→ **CHALLENGE**: Count the rows below that contain the string "target". State only the resulting number.

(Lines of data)
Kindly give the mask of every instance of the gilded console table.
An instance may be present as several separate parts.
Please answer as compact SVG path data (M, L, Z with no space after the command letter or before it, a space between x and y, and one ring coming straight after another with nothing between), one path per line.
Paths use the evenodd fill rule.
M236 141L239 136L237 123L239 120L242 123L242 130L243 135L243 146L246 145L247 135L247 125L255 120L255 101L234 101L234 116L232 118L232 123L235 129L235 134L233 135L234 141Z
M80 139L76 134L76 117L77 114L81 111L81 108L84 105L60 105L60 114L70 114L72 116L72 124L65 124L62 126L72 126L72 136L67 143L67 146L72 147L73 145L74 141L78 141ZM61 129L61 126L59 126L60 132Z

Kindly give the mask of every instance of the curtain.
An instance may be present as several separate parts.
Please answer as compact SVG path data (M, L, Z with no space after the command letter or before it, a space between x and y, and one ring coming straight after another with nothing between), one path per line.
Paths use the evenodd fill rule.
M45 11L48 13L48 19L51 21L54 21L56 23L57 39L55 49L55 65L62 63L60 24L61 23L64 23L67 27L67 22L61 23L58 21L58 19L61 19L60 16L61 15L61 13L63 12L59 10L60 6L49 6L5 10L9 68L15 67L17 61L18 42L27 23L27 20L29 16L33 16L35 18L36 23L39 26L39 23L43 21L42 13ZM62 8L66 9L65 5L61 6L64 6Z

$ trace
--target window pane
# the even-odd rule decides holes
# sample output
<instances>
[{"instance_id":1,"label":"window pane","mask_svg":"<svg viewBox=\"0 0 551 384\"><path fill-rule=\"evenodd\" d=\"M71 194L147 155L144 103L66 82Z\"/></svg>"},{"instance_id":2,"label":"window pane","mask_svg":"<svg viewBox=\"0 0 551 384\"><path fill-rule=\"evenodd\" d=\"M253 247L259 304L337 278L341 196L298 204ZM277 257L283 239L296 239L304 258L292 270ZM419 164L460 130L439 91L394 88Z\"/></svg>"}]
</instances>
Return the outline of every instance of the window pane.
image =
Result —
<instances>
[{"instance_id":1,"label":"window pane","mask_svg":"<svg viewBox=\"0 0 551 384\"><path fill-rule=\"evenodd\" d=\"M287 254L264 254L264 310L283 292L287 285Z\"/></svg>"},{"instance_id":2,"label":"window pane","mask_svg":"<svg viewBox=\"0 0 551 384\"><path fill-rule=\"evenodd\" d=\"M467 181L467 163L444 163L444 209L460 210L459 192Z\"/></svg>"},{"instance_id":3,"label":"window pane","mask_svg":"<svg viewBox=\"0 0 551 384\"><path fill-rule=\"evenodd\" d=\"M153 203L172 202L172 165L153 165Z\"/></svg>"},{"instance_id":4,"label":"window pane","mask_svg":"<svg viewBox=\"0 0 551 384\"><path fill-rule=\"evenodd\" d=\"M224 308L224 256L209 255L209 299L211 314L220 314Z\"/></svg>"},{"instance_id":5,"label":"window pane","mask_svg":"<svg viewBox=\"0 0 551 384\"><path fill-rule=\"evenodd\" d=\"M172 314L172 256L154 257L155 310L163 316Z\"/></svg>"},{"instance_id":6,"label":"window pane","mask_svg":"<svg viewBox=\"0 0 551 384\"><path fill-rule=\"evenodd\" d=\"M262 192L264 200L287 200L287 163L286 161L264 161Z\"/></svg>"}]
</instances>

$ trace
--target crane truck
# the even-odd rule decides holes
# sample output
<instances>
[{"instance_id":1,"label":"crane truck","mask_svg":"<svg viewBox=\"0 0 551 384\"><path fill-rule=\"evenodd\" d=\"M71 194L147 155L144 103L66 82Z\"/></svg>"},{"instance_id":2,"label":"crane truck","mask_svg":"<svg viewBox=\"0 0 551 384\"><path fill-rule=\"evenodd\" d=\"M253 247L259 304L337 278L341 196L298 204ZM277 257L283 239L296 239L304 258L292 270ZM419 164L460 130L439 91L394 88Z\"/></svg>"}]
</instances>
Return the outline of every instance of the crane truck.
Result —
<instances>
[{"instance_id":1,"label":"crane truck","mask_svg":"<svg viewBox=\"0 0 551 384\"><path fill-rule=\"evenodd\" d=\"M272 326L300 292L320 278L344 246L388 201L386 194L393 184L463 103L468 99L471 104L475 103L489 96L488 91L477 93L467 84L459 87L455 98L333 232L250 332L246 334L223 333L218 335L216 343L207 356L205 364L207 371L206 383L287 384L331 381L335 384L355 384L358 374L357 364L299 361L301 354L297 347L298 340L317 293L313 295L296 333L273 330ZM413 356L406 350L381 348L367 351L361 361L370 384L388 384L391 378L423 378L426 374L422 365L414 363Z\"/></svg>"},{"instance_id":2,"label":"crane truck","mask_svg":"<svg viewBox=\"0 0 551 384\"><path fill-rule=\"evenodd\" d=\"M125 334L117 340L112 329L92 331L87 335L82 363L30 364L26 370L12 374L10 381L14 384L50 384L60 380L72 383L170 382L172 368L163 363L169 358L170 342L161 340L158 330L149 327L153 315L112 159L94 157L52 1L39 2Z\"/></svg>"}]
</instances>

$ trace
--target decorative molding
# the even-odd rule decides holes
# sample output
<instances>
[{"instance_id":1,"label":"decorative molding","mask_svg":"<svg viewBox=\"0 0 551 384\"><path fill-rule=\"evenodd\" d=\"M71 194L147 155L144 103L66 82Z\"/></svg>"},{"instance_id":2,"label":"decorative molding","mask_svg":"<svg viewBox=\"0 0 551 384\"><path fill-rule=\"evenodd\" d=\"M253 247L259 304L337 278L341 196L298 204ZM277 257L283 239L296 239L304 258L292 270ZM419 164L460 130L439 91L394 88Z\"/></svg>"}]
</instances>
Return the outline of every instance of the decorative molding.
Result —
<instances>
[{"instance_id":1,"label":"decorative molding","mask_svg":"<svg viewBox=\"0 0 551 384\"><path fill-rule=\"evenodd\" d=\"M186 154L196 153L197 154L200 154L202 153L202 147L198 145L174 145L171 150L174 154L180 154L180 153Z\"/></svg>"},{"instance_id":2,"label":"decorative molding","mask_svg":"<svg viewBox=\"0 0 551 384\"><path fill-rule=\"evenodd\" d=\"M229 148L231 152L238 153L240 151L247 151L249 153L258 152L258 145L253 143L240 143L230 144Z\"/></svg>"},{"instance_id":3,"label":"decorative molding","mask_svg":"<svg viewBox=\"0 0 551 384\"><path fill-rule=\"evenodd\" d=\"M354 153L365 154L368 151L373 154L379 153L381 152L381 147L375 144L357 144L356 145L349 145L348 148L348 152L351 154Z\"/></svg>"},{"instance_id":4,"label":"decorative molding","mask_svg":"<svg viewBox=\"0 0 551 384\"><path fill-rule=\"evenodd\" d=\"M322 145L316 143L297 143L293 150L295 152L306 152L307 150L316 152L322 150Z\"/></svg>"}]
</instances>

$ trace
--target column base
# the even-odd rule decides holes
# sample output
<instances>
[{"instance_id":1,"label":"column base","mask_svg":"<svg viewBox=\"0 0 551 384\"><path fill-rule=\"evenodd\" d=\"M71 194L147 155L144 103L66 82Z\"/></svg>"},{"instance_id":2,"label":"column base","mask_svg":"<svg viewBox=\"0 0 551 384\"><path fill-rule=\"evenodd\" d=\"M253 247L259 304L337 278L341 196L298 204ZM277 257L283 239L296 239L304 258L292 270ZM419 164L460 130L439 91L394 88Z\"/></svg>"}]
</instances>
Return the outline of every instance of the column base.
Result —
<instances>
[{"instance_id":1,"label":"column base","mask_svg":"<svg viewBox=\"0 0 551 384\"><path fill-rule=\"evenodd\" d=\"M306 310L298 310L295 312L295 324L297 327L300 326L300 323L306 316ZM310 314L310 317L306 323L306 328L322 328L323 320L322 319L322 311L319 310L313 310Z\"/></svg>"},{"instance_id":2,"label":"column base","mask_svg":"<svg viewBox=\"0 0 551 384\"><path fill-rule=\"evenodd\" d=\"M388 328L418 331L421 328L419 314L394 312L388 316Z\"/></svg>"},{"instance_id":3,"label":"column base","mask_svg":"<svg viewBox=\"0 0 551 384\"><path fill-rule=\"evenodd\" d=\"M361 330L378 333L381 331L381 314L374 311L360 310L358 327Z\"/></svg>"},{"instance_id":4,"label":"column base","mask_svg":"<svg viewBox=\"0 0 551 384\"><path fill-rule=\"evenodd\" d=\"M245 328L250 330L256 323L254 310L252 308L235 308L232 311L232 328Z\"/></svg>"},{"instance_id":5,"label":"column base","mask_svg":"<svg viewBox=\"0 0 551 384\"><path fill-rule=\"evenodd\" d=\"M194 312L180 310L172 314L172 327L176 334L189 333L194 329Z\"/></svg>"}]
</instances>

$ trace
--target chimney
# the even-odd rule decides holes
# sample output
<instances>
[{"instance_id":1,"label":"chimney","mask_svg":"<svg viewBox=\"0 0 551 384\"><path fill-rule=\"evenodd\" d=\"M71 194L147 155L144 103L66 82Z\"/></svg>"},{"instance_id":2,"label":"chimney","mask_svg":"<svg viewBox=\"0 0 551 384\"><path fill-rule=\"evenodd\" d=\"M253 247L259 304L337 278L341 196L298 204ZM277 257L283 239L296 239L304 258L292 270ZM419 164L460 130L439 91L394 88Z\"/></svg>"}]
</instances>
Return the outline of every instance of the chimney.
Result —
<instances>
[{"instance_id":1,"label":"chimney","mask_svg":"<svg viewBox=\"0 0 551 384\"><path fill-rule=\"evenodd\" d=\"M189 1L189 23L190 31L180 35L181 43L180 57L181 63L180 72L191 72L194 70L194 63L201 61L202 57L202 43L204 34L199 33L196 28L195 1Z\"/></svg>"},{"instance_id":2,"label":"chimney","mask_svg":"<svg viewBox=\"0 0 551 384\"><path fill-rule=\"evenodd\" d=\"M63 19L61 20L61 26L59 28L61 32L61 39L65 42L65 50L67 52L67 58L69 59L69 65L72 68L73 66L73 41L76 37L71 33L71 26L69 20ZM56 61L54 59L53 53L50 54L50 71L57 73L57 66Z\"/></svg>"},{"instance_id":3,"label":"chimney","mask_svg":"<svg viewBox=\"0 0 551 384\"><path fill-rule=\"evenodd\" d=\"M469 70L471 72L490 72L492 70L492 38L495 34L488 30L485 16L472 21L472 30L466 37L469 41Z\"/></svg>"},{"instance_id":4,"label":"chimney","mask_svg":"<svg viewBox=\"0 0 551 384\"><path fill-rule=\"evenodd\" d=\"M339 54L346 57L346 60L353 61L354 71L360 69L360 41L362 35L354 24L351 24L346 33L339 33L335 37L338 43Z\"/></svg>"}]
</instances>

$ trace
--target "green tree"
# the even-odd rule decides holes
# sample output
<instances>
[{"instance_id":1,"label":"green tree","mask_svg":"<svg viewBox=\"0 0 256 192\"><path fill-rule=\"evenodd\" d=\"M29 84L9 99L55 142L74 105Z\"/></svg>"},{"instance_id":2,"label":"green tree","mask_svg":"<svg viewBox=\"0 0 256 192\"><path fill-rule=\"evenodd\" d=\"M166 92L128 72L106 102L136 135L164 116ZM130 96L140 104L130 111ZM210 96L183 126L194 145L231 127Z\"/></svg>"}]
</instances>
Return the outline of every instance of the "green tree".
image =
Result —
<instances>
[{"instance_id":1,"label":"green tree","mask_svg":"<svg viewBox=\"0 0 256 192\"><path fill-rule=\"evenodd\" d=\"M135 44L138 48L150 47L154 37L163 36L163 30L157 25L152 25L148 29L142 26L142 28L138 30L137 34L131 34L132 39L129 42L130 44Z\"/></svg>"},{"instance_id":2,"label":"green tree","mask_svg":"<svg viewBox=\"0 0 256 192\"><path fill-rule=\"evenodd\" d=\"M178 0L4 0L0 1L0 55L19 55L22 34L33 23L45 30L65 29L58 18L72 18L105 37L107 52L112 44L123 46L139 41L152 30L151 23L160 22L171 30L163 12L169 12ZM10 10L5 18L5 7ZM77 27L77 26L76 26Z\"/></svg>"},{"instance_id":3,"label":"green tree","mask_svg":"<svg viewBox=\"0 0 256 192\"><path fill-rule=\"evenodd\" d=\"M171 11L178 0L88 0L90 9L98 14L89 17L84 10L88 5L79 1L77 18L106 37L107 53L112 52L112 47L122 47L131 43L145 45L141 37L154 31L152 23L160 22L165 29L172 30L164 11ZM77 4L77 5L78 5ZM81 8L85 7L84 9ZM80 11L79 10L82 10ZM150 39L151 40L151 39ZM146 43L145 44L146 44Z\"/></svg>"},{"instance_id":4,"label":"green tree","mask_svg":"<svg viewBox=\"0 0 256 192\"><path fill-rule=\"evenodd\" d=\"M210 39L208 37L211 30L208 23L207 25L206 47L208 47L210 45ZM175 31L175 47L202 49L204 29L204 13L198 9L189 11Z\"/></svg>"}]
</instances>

→ **ANSWER FOR THIS EXERCISE**: 6